■ Saved entries ■
:::::
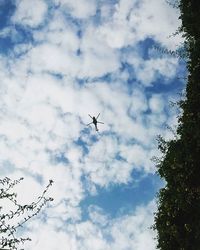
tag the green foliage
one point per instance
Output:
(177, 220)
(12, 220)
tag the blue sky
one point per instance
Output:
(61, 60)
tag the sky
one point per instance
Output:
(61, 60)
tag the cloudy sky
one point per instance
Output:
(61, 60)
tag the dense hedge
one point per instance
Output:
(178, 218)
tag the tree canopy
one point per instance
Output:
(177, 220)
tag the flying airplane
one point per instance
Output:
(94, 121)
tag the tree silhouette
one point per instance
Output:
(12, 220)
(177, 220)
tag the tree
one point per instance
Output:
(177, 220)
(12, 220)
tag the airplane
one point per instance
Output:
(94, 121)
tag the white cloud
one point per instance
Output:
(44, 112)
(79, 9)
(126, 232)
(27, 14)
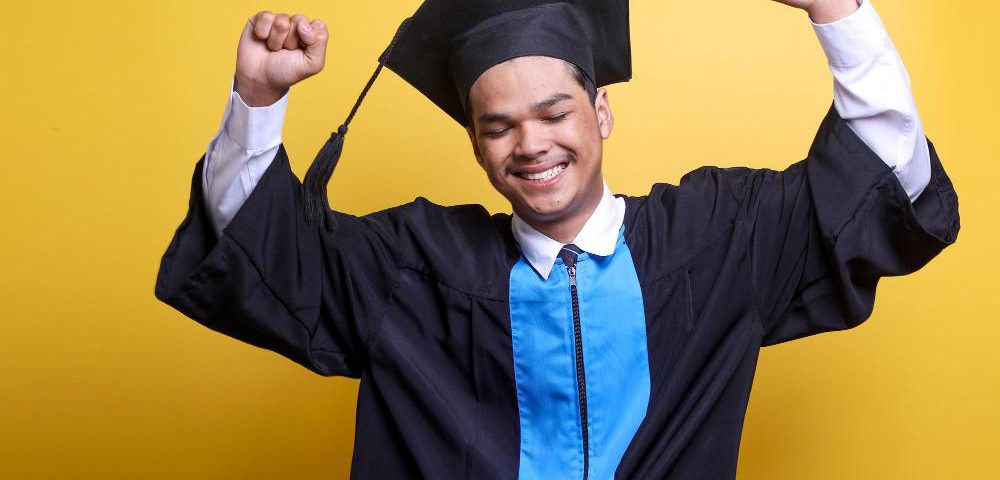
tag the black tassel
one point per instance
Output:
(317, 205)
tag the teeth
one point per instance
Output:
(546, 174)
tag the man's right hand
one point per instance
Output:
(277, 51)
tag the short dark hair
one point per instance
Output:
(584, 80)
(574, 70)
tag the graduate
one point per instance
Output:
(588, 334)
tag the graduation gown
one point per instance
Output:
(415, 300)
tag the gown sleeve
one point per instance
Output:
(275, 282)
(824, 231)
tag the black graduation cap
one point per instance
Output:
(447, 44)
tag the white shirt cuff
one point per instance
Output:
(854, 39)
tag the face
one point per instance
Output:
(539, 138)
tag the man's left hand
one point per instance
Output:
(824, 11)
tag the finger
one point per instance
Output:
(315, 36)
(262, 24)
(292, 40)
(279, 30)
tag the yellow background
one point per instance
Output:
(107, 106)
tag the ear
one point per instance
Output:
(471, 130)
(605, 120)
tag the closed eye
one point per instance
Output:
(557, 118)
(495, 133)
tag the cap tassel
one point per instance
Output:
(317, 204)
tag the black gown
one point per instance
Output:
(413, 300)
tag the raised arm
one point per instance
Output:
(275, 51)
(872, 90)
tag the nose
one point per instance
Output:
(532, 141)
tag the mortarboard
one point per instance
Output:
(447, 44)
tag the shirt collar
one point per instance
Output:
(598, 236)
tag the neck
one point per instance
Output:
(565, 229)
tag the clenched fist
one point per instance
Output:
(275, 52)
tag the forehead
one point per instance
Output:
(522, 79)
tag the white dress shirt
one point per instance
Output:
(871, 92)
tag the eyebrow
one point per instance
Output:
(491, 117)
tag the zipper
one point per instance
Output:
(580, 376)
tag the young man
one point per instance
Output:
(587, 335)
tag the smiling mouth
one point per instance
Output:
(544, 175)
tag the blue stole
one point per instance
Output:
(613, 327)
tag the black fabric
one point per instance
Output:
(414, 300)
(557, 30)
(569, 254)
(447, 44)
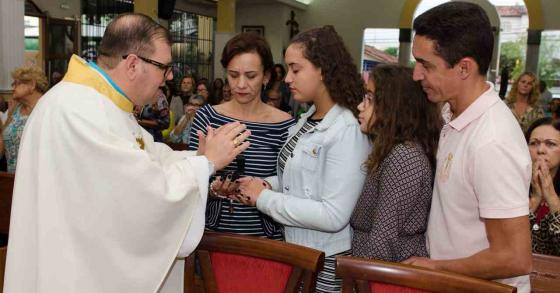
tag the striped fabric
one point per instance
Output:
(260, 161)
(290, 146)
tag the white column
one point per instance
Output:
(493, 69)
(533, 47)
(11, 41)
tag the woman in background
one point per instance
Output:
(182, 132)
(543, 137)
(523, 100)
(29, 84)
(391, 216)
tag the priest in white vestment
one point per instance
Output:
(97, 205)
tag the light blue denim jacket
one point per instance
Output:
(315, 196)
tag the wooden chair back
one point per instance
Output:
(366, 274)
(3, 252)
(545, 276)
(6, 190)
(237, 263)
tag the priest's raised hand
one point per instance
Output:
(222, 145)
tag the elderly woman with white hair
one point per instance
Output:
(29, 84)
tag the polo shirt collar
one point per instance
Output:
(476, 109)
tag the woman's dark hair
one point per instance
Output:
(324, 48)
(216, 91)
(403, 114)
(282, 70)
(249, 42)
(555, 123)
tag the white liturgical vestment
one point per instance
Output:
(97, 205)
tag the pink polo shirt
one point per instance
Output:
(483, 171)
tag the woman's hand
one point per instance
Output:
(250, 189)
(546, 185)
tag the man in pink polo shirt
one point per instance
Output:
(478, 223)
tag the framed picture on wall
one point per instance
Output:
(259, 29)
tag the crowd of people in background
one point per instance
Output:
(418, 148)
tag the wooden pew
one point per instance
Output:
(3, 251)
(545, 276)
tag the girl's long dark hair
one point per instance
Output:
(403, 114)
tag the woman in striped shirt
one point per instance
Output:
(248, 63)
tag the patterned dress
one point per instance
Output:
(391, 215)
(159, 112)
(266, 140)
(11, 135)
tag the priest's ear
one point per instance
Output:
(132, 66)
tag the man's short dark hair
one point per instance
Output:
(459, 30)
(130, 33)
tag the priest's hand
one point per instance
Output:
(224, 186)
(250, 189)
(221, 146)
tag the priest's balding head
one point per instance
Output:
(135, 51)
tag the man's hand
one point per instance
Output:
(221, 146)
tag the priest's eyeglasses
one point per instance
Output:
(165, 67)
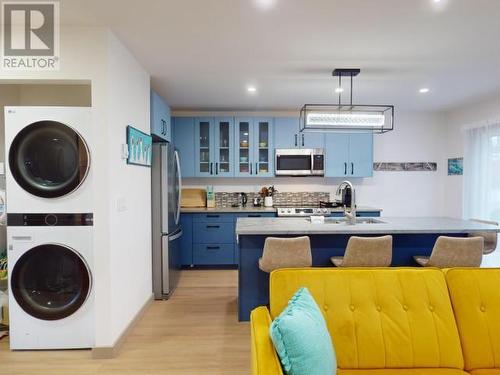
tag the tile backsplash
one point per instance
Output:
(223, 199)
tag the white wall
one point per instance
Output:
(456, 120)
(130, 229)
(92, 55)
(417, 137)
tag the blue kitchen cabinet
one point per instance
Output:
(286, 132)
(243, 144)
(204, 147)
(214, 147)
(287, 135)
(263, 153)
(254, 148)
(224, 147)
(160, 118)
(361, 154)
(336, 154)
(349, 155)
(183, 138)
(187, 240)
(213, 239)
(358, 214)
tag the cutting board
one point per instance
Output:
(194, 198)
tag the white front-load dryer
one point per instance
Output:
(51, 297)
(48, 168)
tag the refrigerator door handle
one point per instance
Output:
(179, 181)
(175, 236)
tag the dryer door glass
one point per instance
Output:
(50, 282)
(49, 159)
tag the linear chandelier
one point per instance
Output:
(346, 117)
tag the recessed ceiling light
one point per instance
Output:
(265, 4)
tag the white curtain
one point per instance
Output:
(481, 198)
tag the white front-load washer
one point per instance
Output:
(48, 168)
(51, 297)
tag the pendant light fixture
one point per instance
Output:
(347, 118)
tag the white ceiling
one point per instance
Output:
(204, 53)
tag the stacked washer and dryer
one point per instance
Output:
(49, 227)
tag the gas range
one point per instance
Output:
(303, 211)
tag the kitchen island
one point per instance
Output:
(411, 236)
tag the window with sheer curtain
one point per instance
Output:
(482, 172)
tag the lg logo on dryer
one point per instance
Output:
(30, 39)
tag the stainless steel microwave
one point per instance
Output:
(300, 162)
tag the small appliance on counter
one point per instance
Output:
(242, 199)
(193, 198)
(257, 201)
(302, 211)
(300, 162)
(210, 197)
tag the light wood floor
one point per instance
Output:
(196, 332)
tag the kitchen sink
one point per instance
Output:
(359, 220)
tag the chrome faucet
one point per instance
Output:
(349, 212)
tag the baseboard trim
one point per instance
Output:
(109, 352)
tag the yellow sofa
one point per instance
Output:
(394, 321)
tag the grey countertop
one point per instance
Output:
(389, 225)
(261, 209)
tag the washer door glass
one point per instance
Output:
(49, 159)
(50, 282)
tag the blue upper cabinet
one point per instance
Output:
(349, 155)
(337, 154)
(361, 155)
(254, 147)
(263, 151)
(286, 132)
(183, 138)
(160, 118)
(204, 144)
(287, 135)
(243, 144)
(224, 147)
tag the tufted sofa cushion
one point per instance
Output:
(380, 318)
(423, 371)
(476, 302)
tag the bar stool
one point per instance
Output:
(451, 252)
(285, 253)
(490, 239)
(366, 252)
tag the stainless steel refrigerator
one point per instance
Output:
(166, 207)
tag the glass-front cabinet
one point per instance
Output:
:::::
■ TASK INSTRUCTIONS ■
Exclude every picture and copy the remaining data exactly.

■ RESPONSE BOX ■
tag the green foliage
one point per instance
Output:
(177, 220)
(12, 220)
tag the blue sky
one point per instance
Output:
(61, 60)
tag the sky
one point per instance
Output:
(61, 60)
tag the cloudy sky
one point per instance
Output:
(61, 60)
tag the dense hedge
one point per instance
Output:
(178, 218)
tag the tree canopy
one point per instance
Output:
(177, 220)
tag the flying airplane
one point per instance
Output:
(94, 121)
tag the tree silhouette
one point per instance
Output:
(12, 220)
(177, 220)
tag the tree
one point per instance
Output:
(177, 220)
(12, 220)
tag the airplane
one point per instance
Output:
(94, 121)
tag the white cloud
one point per instance
Output:
(44, 112)
(79, 9)
(126, 232)
(27, 14)
tag the black tassel
one point per instance
Output:
(317, 205)
tag the teeth
one point per instance
Output:
(546, 174)
tag the man's right hand
one point per instance
Output:
(277, 51)
tag the short dark hair
one point per instance
Output:
(584, 80)
(574, 70)
tag the graduate
one point per instance
Output:
(588, 334)
tag the graduation gown
one point per instance
Output:
(415, 300)
tag the gown sleeve
one point per instance
Output:
(275, 282)
(824, 231)
tag the black graduation cap
one point per instance
Output:
(447, 44)
tag the white shirt cuff
one point per instance
Output:
(854, 39)
tag the face
one point per instance
Output:
(539, 138)
tag the man's left hand
one point per instance
Output:
(824, 11)
tag the finger
one point per instance
Output:
(315, 36)
(262, 24)
(292, 40)
(279, 30)
tag the yellow background
one point per instance
Output:
(107, 106)
tag the ear
one point per instance
Output:
(471, 130)
(605, 120)
tag the closed eye
one point per instance
Output:
(557, 118)
(495, 133)
tag the cap tassel
one point per instance
Output:
(317, 204)
tag the black gown
one point per instance
Output:
(413, 300)
tag the raised arm
one point per instance
Output:
(275, 51)
(872, 90)
tag the nose
one point per instance
Output:
(532, 141)
tag the mortarboard
one point per instance
Output:
(447, 44)
tag the shirt collar
one point per instance
Output:
(598, 236)
tag the neck
one point per instance
Output:
(565, 229)
tag the clenched fist
one point per instance
Output:
(275, 52)
tag the forehead
one point per instance
Output:
(522, 79)
tag the white dress shirt
one point per instance
Output:
(871, 92)
tag the eyebrow
one point per instance
Output:
(491, 117)
tag the zipper
one point per instance
Output:
(580, 376)
tag the young man
one point per instance
Output:
(587, 335)
tag the smiling mouth
one point per instance
Output:
(544, 175)
tag the blue stole
one point per instance
Output:
(613, 327)
tag the black fabric
one point per instance
Output:
(414, 300)
(557, 30)
(569, 254)
(447, 44)
tag the striped fabric
one point per instance
Output:
(260, 161)
(290, 146)
tag the white column
one point per instance
Output:
(493, 69)
(533, 47)
(11, 41)
tag the woman in background
one point per instance
Output:
(182, 132)
(543, 137)
(523, 100)
(29, 84)
(391, 216)
tag the priest in white vestment
one point per instance
Output:
(97, 205)
tag the light blue denim jacket
one point per instance
Output:
(315, 196)
tag the wooden chair back
one point per instance
Output:
(366, 274)
(3, 252)
(545, 276)
(6, 190)
(237, 263)
tag the priest's raised hand
one point per instance
Output:
(222, 145)
tag the elderly woman with white hair
one point per instance
Output:
(29, 84)
tag the polo shirt collar
one point per instance
Output:
(476, 109)
tag the woman's dark hair
one point per instance
Output:
(324, 48)
(216, 91)
(403, 114)
(282, 70)
(249, 42)
(555, 123)
tag the white liturgical vestment
one point per instance
Output:
(97, 205)
tag the pink polo shirt
one point per instance
Output:
(483, 171)
tag the woman's hand
one point per instance
Output:
(250, 189)
(546, 185)
tag the man in pink polo shirt
one point per instance
Output:
(478, 223)
tag the framed picture on wall
one point per instance
Output:
(259, 29)
tag the crowd of people in background
one point per instance
Output:
(418, 148)
tag the wooden pew
one point per instance
Output:
(3, 251)
(545, 276)
tag the girl's long dark hair
one point per instance
Output:
(403, 114)
tag the woman in striped shirt
one point per instance
Output:
(248, 63)
tag the patterned dress
one point per instance
Output:
(391, 215)
(159, 112)
(266, 140)
(11, 135)
tag the priest's ear
one point per instance
Output:
(132, 66)
tag the man's short dark hair
one point per instance
Output:
(459, 30)
(130, 33)
tag the priest's hand
one point per instance
Output:
(224, 186)
(250, 189)
(221, 146)
tag the priest's balding head
one point per instance
Output:
(135, 51)
tag the man's hand
one point per instance
Output:
(221, 146)
tag the priest's eyeglasses
one point per instance
Output:
(165, 67)
tag the tile backsplash
one point per instance
Output:
(223, 199)
tag the white wall
one point per instance
Output:
(456, 120)
(130, 229)
(92, 55)
(417, 137)
tag the blue kitchen cabinet
one point per instance
Output:
(286, 132)
(243, 144)
(204, 147)
(214, 147)
(287, 135)
(263, 153)
(254, 148)
(224, 147)
(160, 118)
(361, 154)
(336, 154)
(349, 155)
(183, 138)
(187, 240)
(213, 239)
(358, 214)
tag the cutting board
one point per instance
Output:
(194, 198)
tag the white front-load dryer
one point per instance
Output:
(51, 297)
(48, 168)
tag the refrigerator door handle
one point per instance
Output:
(179, 181)
(175, 236)
tag the dryer door glass
one point per instance
Output:
(50, 282)
(49, 159)
tag the linear chandelier
one point per instance
Output:
(346, 117)
tag the recessed ceiling light
one point per instance
Output:
(265, 4)
tag the white curtain
one point per instance
Output:
(481, 198)
tag the white front-load washer
one point per instance
Output:
(48, 168)
(51, 297)
tag the pendant light fixture
one point per instance
Output:
(347, 118)
tag the white ceiling
one point per instance
Output:
(204, 53)
tag the stacked washer and dryer
one point per instance
Output:
(49, 227)
tag the gas range
one point per instance
Output:
(303, 211)
tag the kitchen island
one point per instance
Output:
(411, 236)
tag the window with sheer curtain
one point per instance
Output:
(482, 172)
tag the lg logo on dryer
one point per instance
Output:
(30, 39)
tag the stainless steel microwave
one point per instance
Output:
(300, 162)
tag the small appliance on counter
one point per instance
Output:
(242, 199)
(193, 198)
(257, 201)
(302, 211)
(300, 162)
(210, 197)
tag the light wood floor
one point per instance
Output:
(196, 332)
tag the kitchen sink
one point per instance
Output:
(359, 220)
tag the chrome faucet
one point per instance
Output:
(349, 212)
tag the baseboard trim
one point per instance
Output:
(109, 352)
tag the yellow sofa
one point per instance
Output:
(394, 321)
tag the grey countertop
one point per instance
Output:
(389, 225)
(261, 209)
tag the washer door glass
one point per instance
Output:
(49, 159)
(50, 282)
tag the blue upper cabinet
one point per instance
Output:
(349, 155)
(337, 154)
(361, 155)
(254, 147)
(263, 151)
(286, 132)
(183, 138)
(160, 118)
(204, 144)
(287, 135)
(243, 144)
(224, 147)
tag the tufted sofa cushion
one point per instance
Output:
(380, 318)
(423, 371)
(476, 302)
tag the bar stool
one point per instance
Output:
(451, 252)
(285, 253)
(490, 239)
(366, 252)
tag the stainless steel refrigerator
one point per instance
Output:
(166, 207)
tag the glass-front cabinet
one point per instance
Output:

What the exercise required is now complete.